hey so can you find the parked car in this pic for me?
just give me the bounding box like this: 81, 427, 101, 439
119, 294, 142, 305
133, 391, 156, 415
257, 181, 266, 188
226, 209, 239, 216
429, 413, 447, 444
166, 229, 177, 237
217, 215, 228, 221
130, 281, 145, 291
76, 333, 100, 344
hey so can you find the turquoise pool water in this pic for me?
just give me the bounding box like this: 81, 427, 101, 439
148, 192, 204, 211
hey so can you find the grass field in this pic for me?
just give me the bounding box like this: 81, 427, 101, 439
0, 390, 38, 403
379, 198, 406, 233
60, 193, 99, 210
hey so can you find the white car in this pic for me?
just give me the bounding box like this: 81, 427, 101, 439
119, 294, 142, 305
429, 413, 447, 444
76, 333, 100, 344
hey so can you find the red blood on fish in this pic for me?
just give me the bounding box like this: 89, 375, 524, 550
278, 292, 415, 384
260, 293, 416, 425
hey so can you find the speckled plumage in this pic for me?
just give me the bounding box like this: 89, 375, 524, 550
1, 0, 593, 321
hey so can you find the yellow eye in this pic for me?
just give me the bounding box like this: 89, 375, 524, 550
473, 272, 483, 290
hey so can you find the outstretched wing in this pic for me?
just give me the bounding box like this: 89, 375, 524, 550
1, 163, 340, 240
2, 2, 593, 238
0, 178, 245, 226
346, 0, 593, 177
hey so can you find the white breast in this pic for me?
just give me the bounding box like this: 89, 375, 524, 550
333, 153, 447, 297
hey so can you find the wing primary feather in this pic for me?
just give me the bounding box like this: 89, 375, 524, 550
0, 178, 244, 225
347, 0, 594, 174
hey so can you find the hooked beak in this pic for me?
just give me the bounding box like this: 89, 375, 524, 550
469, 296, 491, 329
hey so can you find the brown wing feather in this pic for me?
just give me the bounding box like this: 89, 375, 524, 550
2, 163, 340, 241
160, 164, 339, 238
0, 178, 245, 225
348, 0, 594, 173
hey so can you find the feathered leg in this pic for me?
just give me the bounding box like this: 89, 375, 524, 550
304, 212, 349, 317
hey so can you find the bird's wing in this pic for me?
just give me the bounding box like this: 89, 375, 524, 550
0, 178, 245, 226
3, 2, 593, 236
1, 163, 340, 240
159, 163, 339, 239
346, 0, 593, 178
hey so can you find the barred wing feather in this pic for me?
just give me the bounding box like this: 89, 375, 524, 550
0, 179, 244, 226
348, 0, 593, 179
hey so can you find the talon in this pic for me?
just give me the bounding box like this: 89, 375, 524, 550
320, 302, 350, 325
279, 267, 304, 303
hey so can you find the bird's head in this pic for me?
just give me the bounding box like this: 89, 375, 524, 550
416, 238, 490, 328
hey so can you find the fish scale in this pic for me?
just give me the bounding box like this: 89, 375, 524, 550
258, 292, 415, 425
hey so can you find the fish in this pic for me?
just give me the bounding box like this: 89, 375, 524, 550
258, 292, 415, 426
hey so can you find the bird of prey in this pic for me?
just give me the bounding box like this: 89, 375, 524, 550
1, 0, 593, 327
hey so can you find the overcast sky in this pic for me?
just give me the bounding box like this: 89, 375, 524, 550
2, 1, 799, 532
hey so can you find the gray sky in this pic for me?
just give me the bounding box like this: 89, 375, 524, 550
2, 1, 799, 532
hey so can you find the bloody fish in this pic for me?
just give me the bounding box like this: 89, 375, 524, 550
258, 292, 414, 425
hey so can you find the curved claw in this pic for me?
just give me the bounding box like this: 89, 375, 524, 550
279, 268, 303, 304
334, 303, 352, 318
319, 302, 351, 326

━━━━━━━━━━━━━━━━

* **WHAT YOU HAVE TO DO**:
For the word "bird", show every line of the entries that holds it.

* **RESULT OF THE EXERCISE**:
hey so can you find the bird's wing in this pic for me?
hey so can you find the bird's head in this pic for me?
hey so can you find the bird of prey in this pic for me?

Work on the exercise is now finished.